PROBLEM:
Transcribe the records that follow. Keep every word exactly, and drop the pictures.

(Collection entries)
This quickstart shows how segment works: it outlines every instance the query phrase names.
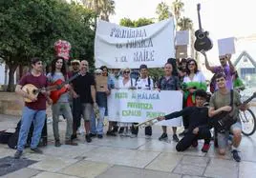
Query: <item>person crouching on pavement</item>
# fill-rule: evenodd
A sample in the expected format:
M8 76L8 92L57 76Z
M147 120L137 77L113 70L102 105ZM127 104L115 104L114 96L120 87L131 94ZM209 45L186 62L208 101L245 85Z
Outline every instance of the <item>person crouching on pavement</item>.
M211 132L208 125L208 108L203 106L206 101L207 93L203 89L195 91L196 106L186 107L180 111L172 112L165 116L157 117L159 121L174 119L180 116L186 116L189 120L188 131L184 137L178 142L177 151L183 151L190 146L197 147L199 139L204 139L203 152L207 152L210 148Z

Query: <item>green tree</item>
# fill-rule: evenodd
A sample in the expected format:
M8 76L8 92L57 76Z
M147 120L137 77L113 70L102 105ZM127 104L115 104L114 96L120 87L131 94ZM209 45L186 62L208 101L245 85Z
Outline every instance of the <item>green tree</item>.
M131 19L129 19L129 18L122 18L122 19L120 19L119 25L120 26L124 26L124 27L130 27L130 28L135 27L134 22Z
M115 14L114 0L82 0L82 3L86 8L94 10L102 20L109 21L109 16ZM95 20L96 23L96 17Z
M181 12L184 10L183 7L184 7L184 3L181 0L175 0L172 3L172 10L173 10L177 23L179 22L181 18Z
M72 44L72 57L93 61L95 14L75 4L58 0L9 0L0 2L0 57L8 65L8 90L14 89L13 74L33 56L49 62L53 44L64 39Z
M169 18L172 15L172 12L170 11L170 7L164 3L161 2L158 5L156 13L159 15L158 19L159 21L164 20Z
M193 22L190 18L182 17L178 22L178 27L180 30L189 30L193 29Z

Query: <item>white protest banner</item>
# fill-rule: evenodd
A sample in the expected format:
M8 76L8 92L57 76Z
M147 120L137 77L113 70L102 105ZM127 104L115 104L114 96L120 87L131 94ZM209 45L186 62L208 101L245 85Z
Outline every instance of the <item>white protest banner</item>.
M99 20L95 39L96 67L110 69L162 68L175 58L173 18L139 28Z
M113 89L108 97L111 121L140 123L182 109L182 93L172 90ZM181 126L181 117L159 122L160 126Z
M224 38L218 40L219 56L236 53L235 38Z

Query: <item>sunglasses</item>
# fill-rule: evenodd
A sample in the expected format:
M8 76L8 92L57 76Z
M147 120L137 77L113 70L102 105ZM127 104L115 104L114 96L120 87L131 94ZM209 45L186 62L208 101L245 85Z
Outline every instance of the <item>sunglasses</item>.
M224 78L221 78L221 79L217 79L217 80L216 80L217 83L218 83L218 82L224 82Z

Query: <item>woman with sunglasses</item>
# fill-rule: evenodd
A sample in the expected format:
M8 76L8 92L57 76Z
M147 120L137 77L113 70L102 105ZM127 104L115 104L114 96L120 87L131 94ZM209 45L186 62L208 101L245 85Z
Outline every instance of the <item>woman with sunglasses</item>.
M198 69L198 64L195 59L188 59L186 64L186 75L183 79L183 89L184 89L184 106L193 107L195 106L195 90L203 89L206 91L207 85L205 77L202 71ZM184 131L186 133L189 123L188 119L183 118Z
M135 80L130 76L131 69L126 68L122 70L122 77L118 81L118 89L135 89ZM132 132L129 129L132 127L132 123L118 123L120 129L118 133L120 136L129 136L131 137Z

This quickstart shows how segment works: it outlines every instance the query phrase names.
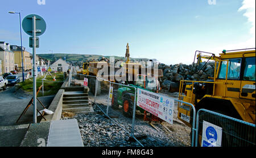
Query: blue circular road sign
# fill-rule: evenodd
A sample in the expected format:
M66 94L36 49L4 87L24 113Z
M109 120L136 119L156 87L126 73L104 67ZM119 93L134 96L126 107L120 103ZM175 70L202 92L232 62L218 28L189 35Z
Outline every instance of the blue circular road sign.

WRITTEN RESPONSE:
This quickstart shows how segment works: it outlines every instance the query phrase names.
Query: <item>person crouching on pavement</item>
# fill-rule: evenodd
A sample in the expected format:
M8 76L8 92L57 76Z
M147 120L137 77L113 70L102 105ZM127 104L115 104L114 96L120 87L131 94ZM209 45L186 62L208 101L245 85Z
Outline every instance of the <item>person crouching on pavement</item>.
M211 132L208 125L208 108L203 106L206 101L207 93L203 89L195 91L196 106L186 107L180 111L172 112L165 116L157 117L159 121L174 119L180 116L186 116L189 120L188 131L184 137L178 142L177 151L183 151L190 146L197 147L199 139L204 139L203 152L207 152L210 148Z

Query: <item>green tree</item>
# fill-rule: evenodd
A sample in the expected format:
M8 76L8 92L57 76Z
M147 120L137 77L113 70L102 105ZM127 104L115 104L114 96L120 87L131 94ZM209 45L186 62L208 101L245 85Z
Outline every instance of the <item>green tree</item>.
M131 19L129 19L129 18L122 18L122 19L120 19L119 25L120 26L124 26L124 27L130 27L130 28L135 27L134 22Z
M115 14L114 0L82 0L82 3L86 8L94 10L102 20L109 21L109 16ZM95 20L96 23L96 17Z
M181 12L184 10L183 7L184 7L184 3L181 0L175 0L172 3L172 10L173 10L177 23L179 22L181 18Z
M72 44L72 57L93 61L95 14L75 4L58 0L9 0L0 2L0 57L8 65L8 90L14 89L13 74L33 56L49 62L53 44L64 39Z
M169 18L172 15L172 12L170 11L170 7L164 3L161 2L158 5L156 13L159 15L158 19L159 21L164 20Z
M193 22L190 18L182 17L178 22L178 27L180 30L189 30L193 29Z

Query: <item>white protest banner</item>
# fill-rule: evenodd
A sample in the expected format:
M8 76L8 92L57 76Z
M147 120L137 77L113 70L102 105ZM127 104L115 104L114 96L120 87L131 94ZM209 45L186 62L208 101L245 85Z
Outline every instance of the <item>white protest banner</item>.
M99 20L95 39L96 67L110 69L162 68L175 58L173 18L139 28Z
M113 89L108 97L111 121L140 123L182 109L182 93L172 90ZM181 126L181 117L159 122L160 126Z
M224 38L218 40L219 56L236 53L235 38Z

Query: <item>sunglasses</item>
# fill-rule: evenodd
A sample in the expected format:
M8 76L8 92L57 76Z
M147 120L137 77L113 70L102 105ZM127 104L115 104L114 96L120 87L131 94ZM209 45L186 62L208 101L245 85Z
Outline every instance of the <item>sunglasses</item>.
M224 78L221 78L221 79L217 79L217 80L216 80L217 83L218 83L218 82L224 82Z

Query: <item>woman with sunglasses</item>
# fill-rule: evenodd
A sample in the expected format:
M8 76L8 92L57 76Z
M147 120L137 77L113 70L102 105ZM127 104L115 104L114 96L120 87L131 94ZM209 45L186 62L208 101L245 85Z
Outline every instance of the <item>woman with sunglasses</item>.
M198 69L198 64L195 59L188 59L186 64L186 75L183 79L183 89L184 89L184 106L193 107L195 106L195 90L203 89L206 91L207 85L205 77L202 71ZM184 131L186 133L189 123L188 119L183 118Z
M135 80L130 76L131 69L126 68L122 70L122 77L118 81L118 89L135 89ZM132 132L129 129L132 127L132 123L118 123L120 129L118 133L120 136L129 136L131 137Z

This quickstart shows how segment works: it outlines every instance the query phrase names.
Query: blue circular road sign
# fill-rule: evenodd
A sample in the expected format:
M66 94L36 49L4 87L24 113Z
M109 120L136 119L156 87L126 73L104 67ZM119 93L134 96L126 107L120 103ZM175 70L202 92L232 62L218 28L189 35Z
Outline every instance of the blue circular road sign.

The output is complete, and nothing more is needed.